Gather every line in the items below that contains the string "coordinates", treating uppercase and lowercase as distinct.

========================

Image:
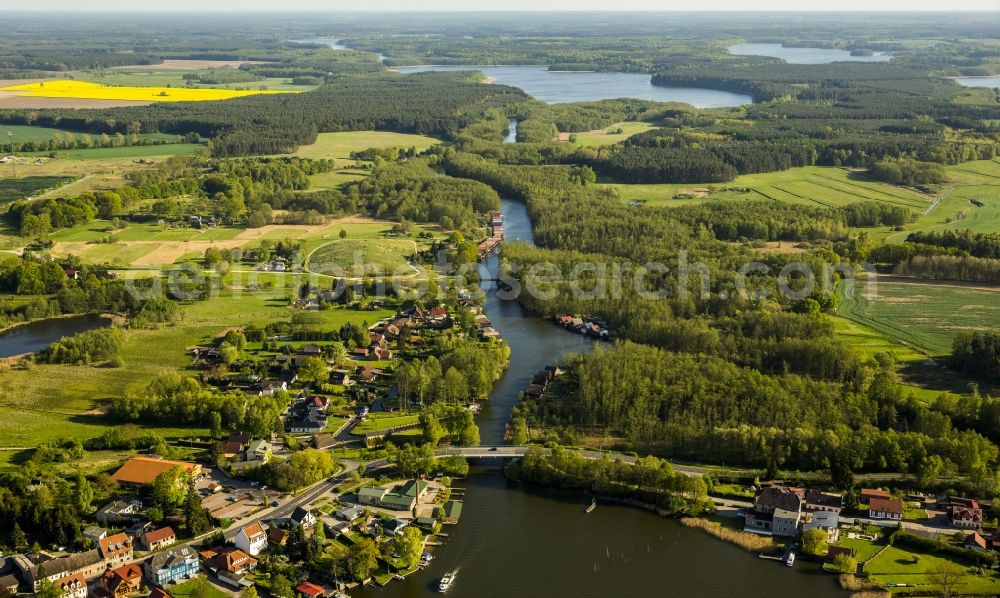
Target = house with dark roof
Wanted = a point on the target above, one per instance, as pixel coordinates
(158, 538)
(171, 565)
(975, 541)
(302, 518)
(116, 550)
(885, 508)
(309, 590)
(251, 539)
(122, 581)
(139, 471)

========================

RESPONSE:
Wanted = a point on the target above, one per instance, as pixel coordinates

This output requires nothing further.